==== TRECHO ====

Em mulheres grávidas e crianças seguir protocolos específicos locais; para adultos com intolerância oral ou necessidade de reposição rápida, considere ferro parenteral e critérios de encaminhamento descritos abaixo.
2. Ferro parenteral e indicações de encaminhamento
- Indicações para avaliar oferta de ferro endovenoso: intolerância persistente a ferro oral, falha terapêutica (sem resposta esperada), anemia grave com necessidade de reposição rápida, doença renal crônica ou má absorção comprovada.
- Encaminhar para serviço especializado quando houver suspeita de sangramento gastrointestinal oculto, necessidade de endoscopia ou avaliação hematológica para causas não explicadas.
3. Investigação da causa e medidas complementares
- Avaliar fontes de perda: história menstrual (menorragia), sintomas gastrointestinais, uso de anticoagulantes/ AINEs;
- Sangue oculto nas fezes, e quando indicado endoscopia digestiva para pacientes com risco ou sinais de sangramento;
- Diferenciar de outras anemias microcíticas (talassemia, anemia de doença crônica) com exames apropriados ou encaminhamento especializado;
4. Educação nutricional e fortificação
A educação nutricional é parte central do manejo: promover fontes de ferro (carnes vermelhas, leguminosas, folhas verdes) e combinar com vitamina C para aumentar absorção. Oriente também sobre inibidores da absorção (café, chá e cálcio) e horários de administração.
Em comunidades de alta prevalência, estratégias de fortificação de alimentos e políticas públicas podem reduzir a carga populacional — ações discutidas em estudos de intervenção comunitária (ver UNIFESP e UFMG para exemplos de intervenções locais).
5. Controle de infecções parasitárias
Infecções como ancilostomíase, esquistossomose e giardíase contribuem para perda de ferro e má absorção. Implementar identificação, tratamento e medidas preventivas (saneamento, deparasitação quando indicado) como parte do plano de cuidado integrado.
Fluxo prático de conduta na APS
- Confirmar anemia por hemograma → avaliar ferritina e TSAT;
- Se ferritina baixa ou TSAT reduzida → iniciar suplementação oral e investigar causas de perda;
- Acompanhar resposta em 2–4 semanas; se resposta inadequada, revisar adesão, interações, absorção e investigar sangramento;
- Encaminhar para ferro parenteral ou avaliação especializada se indicado.

====

» INSTRUÇÕES DA TAREFA
Dê continuidade ao trecho sobre o manejo da anemia por deficiência de ferro na atenção primária, começando logo após a última frase apresentada.

==== DADOS FORNECIDOS ====

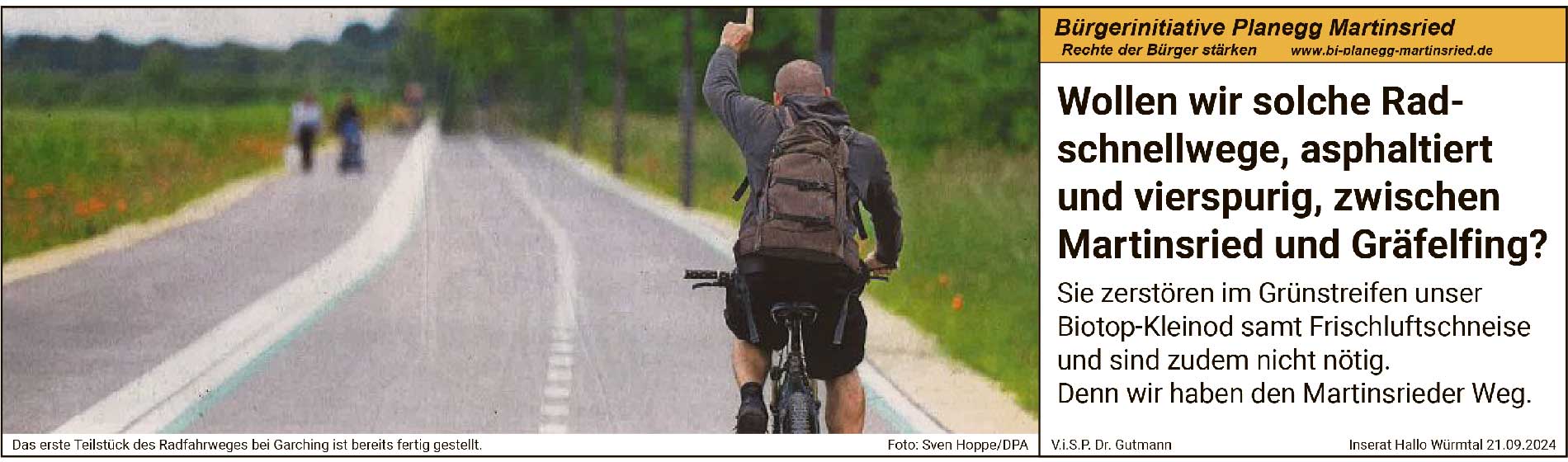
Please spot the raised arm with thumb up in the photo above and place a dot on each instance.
(737, 36)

====

» RESPOSTA
Pontos de atenção e comunicação com o paciente
- Explicar objetivo do tratamento: aliviar sintomas e repor estoques;
- Preparar o paciente para efeitos colaterais e promover estratégias de adesão (esquemas alternados, associação com vitamina C, trocar formulação se necessário);
- Documentar rastreamento e seguimento no prontuário e ativar busca ativa em grupos de risco quando necessário.
Integração com a equipe de saúde da família
A equipe multiprofissional tem papel-chave: agentes comunitários podem identificar casos sintomáticos e risco nutricional, enfermeiros podem coordenar rastreamento e seguimento laboratorial, nutricionistas lideram a educação nutricional e médicos definem estratégias terapêuticas e encaminhamentos. O trabalho conjunto facilita programas de suplementação de ferro profilática em grupos de risco e ações de controle de infecções parasitárias.
Recursos e leituras adicionais
Para protocolos práticos e exemplos de condutas em adultos e mulheres, veja materiais relacionados no blog clínico: anemia ferropriva: diagnóstico e manejo inicial, abordagem em mulheres adultas e avaliação e manejo em adultos.
Para fundamentação acadêmica e estratégias de atenção básica consulte estudos e revisões como os disponíveis na UFMG e UNIFESP e na literatura de APS (UFMG, Revista APS, UNIFESP).
Fechamento e insights práticos
Na atenção primária, foque em identificar grupos de risco, confirmar deficiência com ferritina/TSAT, iniciar suplementação de ferro adequada e garantir seguimento estruturado. Combine tratamento farmacológico com educação nutricional, ações de fortificação de alimentos quando aplicável e controle de parasitoses. A coordenação pela equipe de saúde da família transforma intervenções pontuais em ganhos em saúde pública.